Page MenuHomePhabricator

Q4: install PCIe NVMe SSDs into eqsin text cp50(1[789]|2[01234]
Open, MediumPublic

Description

This task will track the receiving and installation of (8) 6.4TB NVMe PCIe SSDs to install into the text cp fleet in eqsin.

Target Date: 2024-06-25 @ 9AM Singapore Time, 1AM GMT, 6PM Pacific.

Order was via parent task T348064.

cp50(1[789]|2[01234] are text hosts.

This will be worked on with RobH with Jin from DreamIIC and ssingh

This task is a copy of ulsfo nvme task T364891.

Scheduling

Target Date: 2024-06-25 @ 9AM Singapore Time, 1AM GMT, 6PM Pacific.

Scope: Full depool

Summary Checklist (Detailed Action Checklist below in task description):

  • SSDs arrive, Rob updates this task with their arrival.
  • Rob generates quote with Jin@DreamIIC for Jin to install as remote hands.
  • Rob and Suhkbir (with Jin) determine best date for SSD installation and set/announce a maintenance window.
  • Suhkbir depools all traffic from eqsin on scheduled date.
  • Jin onsite work
  • Suhkbir & Rob ensure all hosts are back online and accessible.

********

§ Prompt A
Answer these questions about the Phabricator task:
(i) How many SSDs does it track, and what is the capacity of each?
(ii) Through which parent task was the order placed?
(iii) Who depools all traffic from eqsin on the scheduled date?
§ Prompt B
Write the next part of the Phabricator task on the eqsin SSD installation, picking up after its last checklist item.
The rows that come next are separate material, not part of the Phabricator task.

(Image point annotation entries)

********

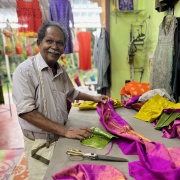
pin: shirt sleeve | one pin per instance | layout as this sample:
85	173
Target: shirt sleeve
23	90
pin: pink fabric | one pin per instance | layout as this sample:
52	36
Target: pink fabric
89	172
155	160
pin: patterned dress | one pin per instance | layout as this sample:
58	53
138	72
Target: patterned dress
161	73
60	11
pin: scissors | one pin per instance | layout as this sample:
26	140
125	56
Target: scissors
94	156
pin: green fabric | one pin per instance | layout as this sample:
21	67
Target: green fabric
166	119
99	139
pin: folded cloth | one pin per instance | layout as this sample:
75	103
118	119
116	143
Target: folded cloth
100	138
89	171
153	108
88	105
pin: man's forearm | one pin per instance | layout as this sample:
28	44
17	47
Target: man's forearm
39	120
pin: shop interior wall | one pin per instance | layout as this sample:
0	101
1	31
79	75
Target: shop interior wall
120	38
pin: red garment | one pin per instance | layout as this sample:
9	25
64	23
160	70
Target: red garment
29	13
84	39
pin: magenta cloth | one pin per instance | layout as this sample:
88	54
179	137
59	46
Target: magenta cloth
156	162
60	11
172	131
89	172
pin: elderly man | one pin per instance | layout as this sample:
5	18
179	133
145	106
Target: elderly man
40	90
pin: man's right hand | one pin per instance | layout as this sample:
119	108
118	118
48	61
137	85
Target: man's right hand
78	133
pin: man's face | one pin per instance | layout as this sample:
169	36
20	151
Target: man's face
52	46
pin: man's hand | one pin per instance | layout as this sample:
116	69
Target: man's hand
78	133
102	98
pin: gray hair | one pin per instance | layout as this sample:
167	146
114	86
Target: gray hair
45	25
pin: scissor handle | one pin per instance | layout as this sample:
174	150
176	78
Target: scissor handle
74	152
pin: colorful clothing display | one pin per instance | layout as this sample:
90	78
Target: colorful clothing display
29	14
161	73
155	160
89	171
84	39
60	11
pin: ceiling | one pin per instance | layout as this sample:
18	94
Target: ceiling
79	7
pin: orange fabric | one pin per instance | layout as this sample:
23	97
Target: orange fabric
135	88
29	13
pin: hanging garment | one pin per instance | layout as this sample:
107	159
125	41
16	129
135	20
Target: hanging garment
84	39
155	160
29	14
161	72
103	63
60	11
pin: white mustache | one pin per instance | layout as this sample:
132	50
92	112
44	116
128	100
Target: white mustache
53	51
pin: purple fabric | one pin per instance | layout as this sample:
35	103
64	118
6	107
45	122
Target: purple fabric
60	11
155	160
89	172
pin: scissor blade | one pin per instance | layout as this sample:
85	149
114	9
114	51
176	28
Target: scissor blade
109	158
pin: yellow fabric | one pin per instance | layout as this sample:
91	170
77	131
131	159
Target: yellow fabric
153	108
87	105
92	105
117	103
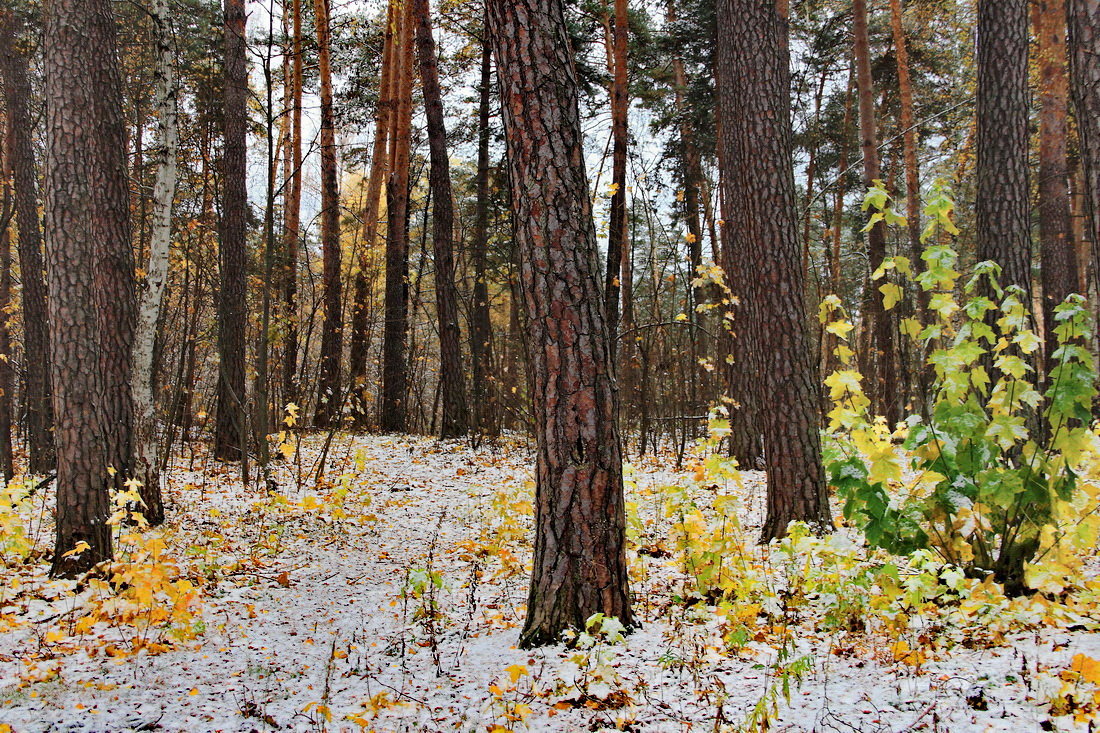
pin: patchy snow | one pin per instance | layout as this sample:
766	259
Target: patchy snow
382	599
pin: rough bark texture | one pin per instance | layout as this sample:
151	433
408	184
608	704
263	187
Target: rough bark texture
880	364
292	214
145	462
380	165
580	561
90	273
229	430
746	427
1002	205
758	184
7	373
1056	239
483	389
394	411
1085	65
17	84
328	393
452	383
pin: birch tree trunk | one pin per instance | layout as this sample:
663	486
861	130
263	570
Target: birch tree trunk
145	463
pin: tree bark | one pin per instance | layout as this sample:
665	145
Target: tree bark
1085	69
1056	241
230	439
394	415
292	216
758	183
580	561
7	373
146	465
910	141
483	387
616	230
17	83
380	165
90	274
880	363
328	396
454	422
1002	205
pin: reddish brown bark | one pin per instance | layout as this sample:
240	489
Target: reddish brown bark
761	229
292	214
580	561
616	230
380	165
90	273
394	412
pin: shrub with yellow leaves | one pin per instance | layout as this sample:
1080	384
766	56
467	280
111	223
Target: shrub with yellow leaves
988	476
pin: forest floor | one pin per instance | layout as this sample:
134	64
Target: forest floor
391	594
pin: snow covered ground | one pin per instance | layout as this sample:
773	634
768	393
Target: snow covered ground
391	598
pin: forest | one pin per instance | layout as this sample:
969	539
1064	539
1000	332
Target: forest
650	365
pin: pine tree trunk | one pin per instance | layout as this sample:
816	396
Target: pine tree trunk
7	373
37	398
292	215
880	364
394	415
1002	205
746	426
455	419
483	389
380	165
230	438
90	274
328	396
758	186
580	561
1056	241
1085	68
146	465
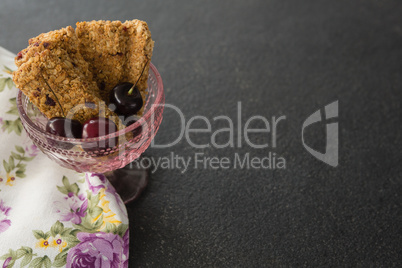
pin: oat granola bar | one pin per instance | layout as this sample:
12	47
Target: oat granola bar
52	74
116	52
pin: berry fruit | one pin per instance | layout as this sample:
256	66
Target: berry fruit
127	99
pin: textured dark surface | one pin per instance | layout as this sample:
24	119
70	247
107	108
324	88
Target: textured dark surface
278	58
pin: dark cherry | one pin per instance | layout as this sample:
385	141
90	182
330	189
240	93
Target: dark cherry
126	98
97	127
136	131
64	127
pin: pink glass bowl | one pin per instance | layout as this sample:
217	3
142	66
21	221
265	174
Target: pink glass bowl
69	152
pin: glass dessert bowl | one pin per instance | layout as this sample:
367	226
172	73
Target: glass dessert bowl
85	155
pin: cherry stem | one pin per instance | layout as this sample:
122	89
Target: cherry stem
132	88
54	94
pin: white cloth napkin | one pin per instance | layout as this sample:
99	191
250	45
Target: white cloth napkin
51	216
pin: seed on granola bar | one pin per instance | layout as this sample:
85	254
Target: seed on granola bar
49	101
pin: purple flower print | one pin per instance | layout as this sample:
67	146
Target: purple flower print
72	209
4	212
98	250
95	182
32	150
7	262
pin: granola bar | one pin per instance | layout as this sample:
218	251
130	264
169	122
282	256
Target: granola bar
56	78
116	52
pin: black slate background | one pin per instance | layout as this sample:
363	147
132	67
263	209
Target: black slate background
277	58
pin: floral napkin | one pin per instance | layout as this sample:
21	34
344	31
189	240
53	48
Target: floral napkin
51	216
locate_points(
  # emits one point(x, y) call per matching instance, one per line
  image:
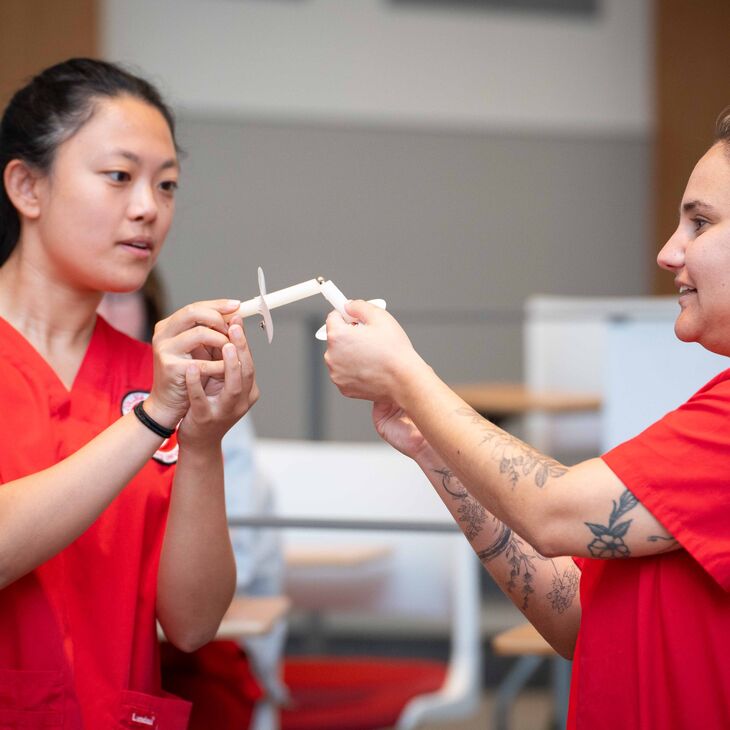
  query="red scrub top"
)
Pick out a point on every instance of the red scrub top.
point(78, 645)
point(653, 648)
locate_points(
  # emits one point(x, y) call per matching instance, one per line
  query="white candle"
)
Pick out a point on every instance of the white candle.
point(281, 297)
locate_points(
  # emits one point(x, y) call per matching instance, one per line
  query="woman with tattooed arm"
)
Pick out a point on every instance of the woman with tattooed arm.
point(643, 530)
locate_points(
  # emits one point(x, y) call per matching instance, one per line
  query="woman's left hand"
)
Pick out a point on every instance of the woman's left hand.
point(371, 360)
point(218, 402)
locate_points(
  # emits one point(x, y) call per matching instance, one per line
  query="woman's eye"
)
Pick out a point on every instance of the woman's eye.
point(118, 176)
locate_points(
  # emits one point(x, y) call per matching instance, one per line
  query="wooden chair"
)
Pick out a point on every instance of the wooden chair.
point(523, 641)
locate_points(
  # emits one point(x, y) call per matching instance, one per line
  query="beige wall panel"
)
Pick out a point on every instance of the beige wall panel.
point(37, 33)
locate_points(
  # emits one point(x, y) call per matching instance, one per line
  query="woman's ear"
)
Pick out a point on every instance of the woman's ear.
point(21, 186)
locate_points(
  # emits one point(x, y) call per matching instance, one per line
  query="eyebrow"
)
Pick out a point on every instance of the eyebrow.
point(166, 165)
point(694, 205)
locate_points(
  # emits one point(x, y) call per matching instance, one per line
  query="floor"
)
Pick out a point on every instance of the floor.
point(531, 711)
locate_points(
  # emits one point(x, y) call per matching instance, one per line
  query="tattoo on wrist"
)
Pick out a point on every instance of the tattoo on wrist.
point(516, 459)
point(608, 540)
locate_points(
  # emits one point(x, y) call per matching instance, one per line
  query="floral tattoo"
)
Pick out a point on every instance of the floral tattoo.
point(470, 513)
point(516, 459)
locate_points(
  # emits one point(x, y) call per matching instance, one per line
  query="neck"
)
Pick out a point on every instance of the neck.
point(49, 312)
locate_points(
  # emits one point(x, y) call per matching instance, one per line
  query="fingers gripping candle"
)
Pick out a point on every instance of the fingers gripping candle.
point(267, 301)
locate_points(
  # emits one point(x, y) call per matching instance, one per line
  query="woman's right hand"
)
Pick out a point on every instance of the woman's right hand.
point(396, 428)
point(196, 335)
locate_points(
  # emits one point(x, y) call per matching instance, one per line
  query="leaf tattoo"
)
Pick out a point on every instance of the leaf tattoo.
point(608, 539)
point(516, 459)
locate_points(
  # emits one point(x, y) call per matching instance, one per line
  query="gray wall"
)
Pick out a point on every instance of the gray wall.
point(453, 229)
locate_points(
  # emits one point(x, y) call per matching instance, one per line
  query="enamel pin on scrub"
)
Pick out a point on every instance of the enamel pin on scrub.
point(266, 301)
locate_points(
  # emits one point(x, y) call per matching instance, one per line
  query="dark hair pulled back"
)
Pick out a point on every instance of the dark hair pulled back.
point(50, 109)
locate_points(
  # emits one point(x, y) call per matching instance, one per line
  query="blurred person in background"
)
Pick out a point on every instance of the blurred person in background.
point(258, 552)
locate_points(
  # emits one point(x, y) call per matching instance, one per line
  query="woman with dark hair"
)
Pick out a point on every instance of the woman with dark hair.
point(112, 512)
point(647, 522)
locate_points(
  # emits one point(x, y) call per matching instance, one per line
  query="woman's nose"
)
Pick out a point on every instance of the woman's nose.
point(143, 205)
point(671, 256)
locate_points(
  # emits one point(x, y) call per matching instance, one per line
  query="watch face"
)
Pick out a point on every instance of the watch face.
point(168, 451)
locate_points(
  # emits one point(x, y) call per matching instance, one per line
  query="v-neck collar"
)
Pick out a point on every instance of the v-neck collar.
point(19, 350)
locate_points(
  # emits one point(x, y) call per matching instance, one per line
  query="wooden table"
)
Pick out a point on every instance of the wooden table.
point(333, 556)
point(501, 400)
point(248, 616)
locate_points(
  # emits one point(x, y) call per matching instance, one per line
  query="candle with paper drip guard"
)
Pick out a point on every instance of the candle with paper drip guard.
point(265, 302)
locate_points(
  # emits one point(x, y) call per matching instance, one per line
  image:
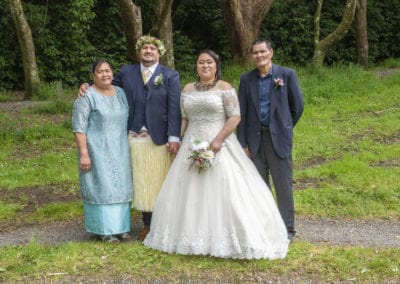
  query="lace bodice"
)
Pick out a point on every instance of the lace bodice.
point(207, 112)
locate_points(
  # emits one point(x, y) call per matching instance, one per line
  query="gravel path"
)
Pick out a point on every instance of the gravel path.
point(328, 231)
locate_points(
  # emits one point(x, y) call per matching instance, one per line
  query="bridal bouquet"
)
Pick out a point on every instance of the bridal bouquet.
point(201, 155)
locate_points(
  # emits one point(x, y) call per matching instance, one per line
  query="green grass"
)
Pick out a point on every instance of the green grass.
point(134, 261)
point(346, 159)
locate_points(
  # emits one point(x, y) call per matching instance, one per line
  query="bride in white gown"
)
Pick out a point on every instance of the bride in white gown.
point(226, 210)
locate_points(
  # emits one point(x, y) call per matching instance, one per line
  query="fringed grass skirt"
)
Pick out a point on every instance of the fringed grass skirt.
point(150, 165)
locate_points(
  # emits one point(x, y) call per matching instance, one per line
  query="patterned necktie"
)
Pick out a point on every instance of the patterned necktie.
point(146, 75)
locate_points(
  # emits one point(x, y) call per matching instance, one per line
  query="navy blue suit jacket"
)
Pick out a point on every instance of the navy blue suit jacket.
point(163, 114)
point(286, 108)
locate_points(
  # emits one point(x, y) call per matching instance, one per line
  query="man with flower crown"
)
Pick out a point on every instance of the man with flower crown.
point(154, 124)
point(271, 103)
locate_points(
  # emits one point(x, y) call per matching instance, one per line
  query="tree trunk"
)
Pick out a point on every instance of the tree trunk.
point(163, 30)
point(24, 35)
point(132, 22)
point(361, 33)
point(243, 20)
point(322, 46)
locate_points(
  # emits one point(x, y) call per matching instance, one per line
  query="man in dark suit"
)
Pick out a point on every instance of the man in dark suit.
point(271, 103)
point(153, 92)
point(154, 124)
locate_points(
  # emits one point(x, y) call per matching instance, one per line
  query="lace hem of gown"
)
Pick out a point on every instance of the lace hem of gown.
point(227, 245)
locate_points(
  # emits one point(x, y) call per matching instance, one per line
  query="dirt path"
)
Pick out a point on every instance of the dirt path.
point(328, 231)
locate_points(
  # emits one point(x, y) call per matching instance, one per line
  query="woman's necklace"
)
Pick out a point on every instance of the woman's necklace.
point(205, 87)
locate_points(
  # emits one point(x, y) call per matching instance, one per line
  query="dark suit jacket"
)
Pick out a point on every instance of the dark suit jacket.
point(286, 109)
point(163, 114)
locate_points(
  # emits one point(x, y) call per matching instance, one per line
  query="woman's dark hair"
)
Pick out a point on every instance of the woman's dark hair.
point(214, 56)
point(97, 63)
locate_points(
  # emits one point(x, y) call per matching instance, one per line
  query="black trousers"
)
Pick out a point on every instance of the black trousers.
point(269, 164)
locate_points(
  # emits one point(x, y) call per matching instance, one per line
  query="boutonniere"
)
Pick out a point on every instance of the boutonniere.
point(158, 81)
point(278, 83)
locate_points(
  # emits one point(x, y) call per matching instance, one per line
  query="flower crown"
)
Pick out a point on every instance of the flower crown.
point(147, 39)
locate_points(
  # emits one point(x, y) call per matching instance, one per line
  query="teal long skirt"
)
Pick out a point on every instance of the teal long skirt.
point(107, 219)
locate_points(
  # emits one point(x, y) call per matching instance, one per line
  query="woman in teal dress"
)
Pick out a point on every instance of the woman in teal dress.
point(99, 123)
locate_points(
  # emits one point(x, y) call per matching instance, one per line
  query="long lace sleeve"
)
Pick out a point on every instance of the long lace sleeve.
point(182, 108)
point(231, 103)
point(80, 114)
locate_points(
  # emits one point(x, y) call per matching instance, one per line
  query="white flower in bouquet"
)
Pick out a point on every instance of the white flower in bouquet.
point(201, 155)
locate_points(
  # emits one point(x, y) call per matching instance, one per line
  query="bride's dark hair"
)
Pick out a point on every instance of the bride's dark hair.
point(214, 56)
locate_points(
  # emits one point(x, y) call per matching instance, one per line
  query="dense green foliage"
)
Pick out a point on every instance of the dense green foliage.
point(69, 35)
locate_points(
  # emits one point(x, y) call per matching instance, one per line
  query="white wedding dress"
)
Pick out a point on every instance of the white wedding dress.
point(226, 210)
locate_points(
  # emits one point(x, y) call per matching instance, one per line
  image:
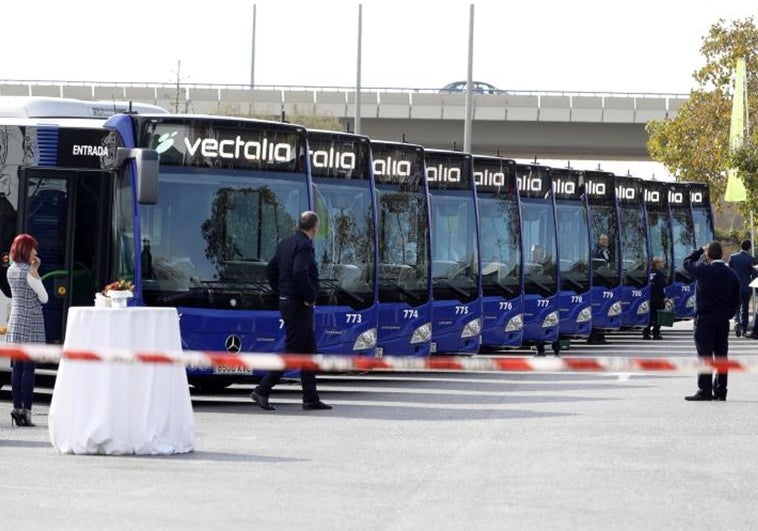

********

§ Final answer A
(i) Eight, each 6.4TB.
(ii) T348064.
(iii) Suhkbir.

§ Final answer B
  • Suhkbir re-pools eqsin for user traffic
  • Suhkbir/Traffic will reimage the upgraded text CP hosts individually while site is serving traffic. This will take place over the course of days, and not within the intial work maintenance window.

Communication

Rob will create a google hangout room with Jin, robh, ssingh, and bcornwall. This will allow Traffic to communicate directly with both Rob and Jin at the same time, as Jin does not have IRC.

Jin is highly responsive via google hangout during onsite work.

Action checklist

  • Depool eqsin DC and verify traffic is switched to ulsfo (at least 4h before scheduled intervention)
  • Downtime impacted hosts to be ready for power off
    • Extra: silence/ack eventual other alerts
  • Power off impacted hosts
  • New SSD installation and hosts power on
  • Verify host health and ATS cache (without using the new NVMe disk).
    • run puppet agent
    • Check that metrics are ok in grafana
    • Check Icinga status (all green for the host)
    • Check with lsblk and nvme list that the new disk is visible and has the correct naming (nvme1n1)
    • Check ATS status (traffic_server -C check)
    • Check for "sure hit" on ATS: curl -vv -H 'Host: en.wikipedia.org' http://localhost:3128/wiki/Main_Page -o /dev/null
    • Check for both first miss and subsequent hit (eg. issuing two requests like curl -vv -H 'Host: en.wikipedia.org' http://localhost:3128/wiki/Caffeine -o /dev/null and checking the X-Cache-Status value)
    • cp5017
    • cp5018
    • cp5019
    • cp5020
    • cp5021
    • cp5022
    • cp5023
    • cp5024
  • Remove downtime for hosts
  • Removed downtime from alertmanager
  • Manually repooled hosts with conftool (auto depooled by PyBal?)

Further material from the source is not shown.